• **The task**: Write out the records in full and without alteration, setting aside their pictures.

[Saved data entries]

++++++

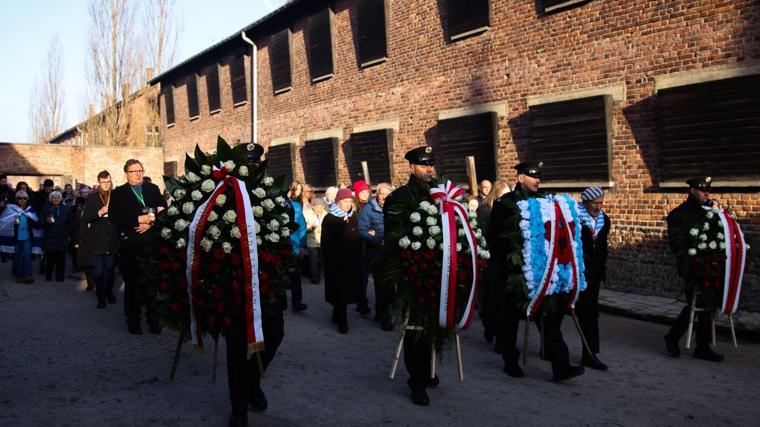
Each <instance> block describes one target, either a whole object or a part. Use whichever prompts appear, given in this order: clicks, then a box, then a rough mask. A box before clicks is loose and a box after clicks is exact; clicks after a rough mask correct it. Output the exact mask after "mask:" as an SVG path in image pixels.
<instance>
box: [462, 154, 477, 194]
mask: <svg viewBox="0 0 760 427" xmlns="http://www.w3.org/2000/svg"><path fill="white" fill-rule="evenodd" d="M465 161H466V162H467V182H468V183H469V185H470V194H472V195H473V196H476V197H477V196H478V176H477V172H476V170H475V157H474V156H467V157H466V160H465Z"/></svg>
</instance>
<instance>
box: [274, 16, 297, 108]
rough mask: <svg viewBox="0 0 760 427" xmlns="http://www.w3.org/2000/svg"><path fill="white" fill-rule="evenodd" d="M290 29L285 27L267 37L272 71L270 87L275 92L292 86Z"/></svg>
mask: <svg viewBox="0 0 760 427" xmlns="http://www.w3.org/2000/svg"><path fill="white" fill-rule="evenodd" d="M290 38H291V35H290V29H289V28H286V29H284V30H282V31H280V32H279V33H276V34H273V35H272V36H271V37H270V38H269V68H270V69H271V71H272V89H273V90H274V93H275V94H278V93H282V92H286V91H288V90H290V89H291V88H292V84H293V83H292V75H291V71H290Z"/></svg>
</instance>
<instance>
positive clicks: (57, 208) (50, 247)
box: [38, 203, 74, 252]
mask: <svg viewBox="0 0 760 427" xmlns="http://www.w3.org/2000/svg"><path fill="white" fill-rule="evenodd" d="M51 216H52V217H53V218H54V220H55V221H54V222H52V223H50V222H48V218H49V217H51ZM38 217H39V222H38V224H39V226H40V227H41V228H42V229H43V230H45V231H44V234H43V238H42V249H44V250H45V251H46V252H58V251H66V250H68V248H69V239H70V238H71V229H72V224H73V219H74V218H73V215H72V213H71V208H69V207H67V206H64V205H63V204H59V205H58V206H53V205H52V204H50V203H48V204H47V205H45V207H44V208H42V211H40V214H39V216H38Z"/></svg>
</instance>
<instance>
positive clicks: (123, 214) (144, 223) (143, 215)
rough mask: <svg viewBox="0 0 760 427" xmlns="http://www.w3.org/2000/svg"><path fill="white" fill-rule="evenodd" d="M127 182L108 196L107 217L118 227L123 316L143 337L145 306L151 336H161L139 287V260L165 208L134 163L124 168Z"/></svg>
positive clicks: (164, 200)
mask: <svg viewBox="0 0 760 427" xmlns="http://www.w3.org/2000/svg"><path fill="white" fill-rule="evenodd" d="M124 173H125V175H126V178H127V182H126V183H125V184H123V185H120V186H118V187H116V188H115V189H114V190H113V191H112V192H111V199H110V204H109V207H108V211H107V212H108V215H109V218H110V220H111V223H112V224H114V225H115V226H116V227H117V230H118V233H119V238H120V243H121V244H120V249H119V252H120V254H121V260H120V265H119V270H120V271H121V273H122V275H123V276H124V313H125V314H126V316H127V326H128V330H129V333H130V334H134V335H142V327H141V326H140V312H141V310H142V309H141V306H142V305H147V306H148V308H147V310H146V317H147V320H148V326H149V327H150V332H151V333H153V334H158V333H161V324H160V323H158V319H157V318H156V313H155V311H154V309H153V307H152V304H151V301H150V300H149V297H148V295H147V294H146V293H145V289H144V286H143V283H142V277H143V271H142V267H141V266H140V263H139V262H138V258H140V257H142V256H144V255H145V247H146V246H147V244H148V242H149V241H150V239H153V238H155V236H154V234H155V233H154V230H153V224H154V221H155V220H156V214H157V213H158V212H160V211H162V210H163V209H165V208H166V200H164V198H163V196H162V195H161V191H160V190H159V189H158V187H157V186H156V185H155V184H150V183H147V182H143V175H144V174H145V169H144V168H143V165H142V163H141V162H140V161H139V160H136V159H129V160H127V162H126V163H125V164H124Z"/></svg>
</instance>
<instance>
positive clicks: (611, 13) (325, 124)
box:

++++++

• **Reply to the exercise**:
Each <instance> block describes one target, either a whole object or a part. Use whichever prompts appear, given in this order: clicks, then a box, then a rough mask. A box before clicks is loose and a box after clicks is exact; clicks after a rough mask correct it. Output the exact mask after "mask:" as an SVG path in image pixels.
<instance>
box: [462, 154, 477, 194]
mask: <svg viewBox="0 0 760 427" xmlns="http://www.w3.org/2000/svg"><path fill="white" fill-rule="evenodd" d="M465 161H466V162H467V182H468V183H469V185H470V194H472V195H473V196H476V197H477V196H478V176H477V172H476V170H475V157H474V156H467V157H466V160H465Z"/></svg>
</instance>
<instance>
box: [274, 16, 297, 108]
rough mask: <svg viewBox="0 0 760 427" xmlns="http://www.w3.org/2000/svg"><path fill="white" fill-rule="evenodd" d="M290 29L285 27L267 37L272 71L270 87L275 92L292 86Z"/></svg>
mask: <svg viewBox="0 0 760 427" xmlns="http://www.w3.org/2000/svg"><path fill="white" fill-rule="evenodd" d="M290 38H291V35H290V29H289V28H286V29H284V30H282V31H280V32H279V33H276V34H273V35H272V36H271V37H270V38H269V68H270V69H271V71H272V89H273V90H274V93H275V94H278V93H282V92H286V91H288V90H290V89H291V88H292V84H293V83H292V75H291V71H290Z"/></svg>
</instance>
<instance>
positive clicks: (57, 208) (50, 247)
box: [38, 203, 74, 252]
mask: <svg viewBox="0 0 760 427" xmlns="http://www.w3.org/2000/svg"><path fill="white" fill-rule="evenodd" d="M51 216H52V217H53V218H54V220H55V221H54V222H52V223H50V222H48V218H49V217H51ZM38 217H39V222H38V224H39V226H40V227H41V228H42V229H43V230H45V231H44V234H43V238H42V249H44V250H45V251H46V252H58V251H66V250H68V248H69V239H70V238H71V229H72V224H73V219H74V218H73V215H72V213H71V208H69V207H67V206H64V205H63V204H59V205H58V206H53V205H52V204H50V203H48V204H47V205H45V207H44V208H42V211H40V214H39V216H38Z"/></svg>
</instance>
<instance>
positive clicks: (123, 214) (144, 223) (143, 215)
rough mask: <svg viewBox="0 0 760 427" xmlns="http://www.w3.org/2000/svg"><path fill="white" fill-rule="evenodd" d="M127 182L108 196L107 217L118 227L123 316L143 337L145 306L151 336H161L139 287V260L165 208L134 163L124 168Z"/></svg>
positive clicks: (164, 200)
mask: <svg viewBox="0 0 760 427" xmlns="http://www.w3.org/2000/svg"><path fill="white" fill-rule="evenodd" d="M124 173H125V175H126V178H127V182H126V183H125V184H123V185H120V186H118V187H116V188H115V189H114V190H113V191H112V192H111V199H110V204H109V207H108V211H107V212H108V215H109V218H110V220H111V223H112V224H114V225H115V226H116V227H117V230H118V233H119V238H120V243H121V244H120V249H119V252H120V254H121V260H120V265H119V270H120V271H121V273H122V275H123V276H124V313H125V314H126V316H127V326H128V330H129V333H130V334H134V335H142V327H141V326H140V312H141V310H142V309H141V306H142V305H147V306H148V308H147V310H146V317H147V320H148V326H149V327H150V332H151V333H153V334H158V333H161V324H160V323H158V319H157V318H156V313H155V311H154V309H153V307H152V304H151V301H150V300H149V297H148V295H147V294H146V293H145V289H144V286H143V283H142V277H143V271H142V267H141V266H140V263H139V262H138V258H140V257H142V256H144V255H145V247H146V246H147V244H148V242H149V241H150V239H153V238H155V236H154V234H155V233H154V230H153V224H154V221H155V220H156V214H157V213H158V212H160V211H162V210H163V209H165V208H166V200H164V198H163V196H162V195H161V191H160V190H159V189H158V187H157V186H156V185H155V184H150V183H147V182H143V175H144V174H145V169H144V168H143V165H142V163H141V162H140V161H139V160H136V159H129V160H127V162H126V163H125V164H124Z"/></svg>
</instance>
<instance>
positive clicks: (611, 13) (325, 124)
box:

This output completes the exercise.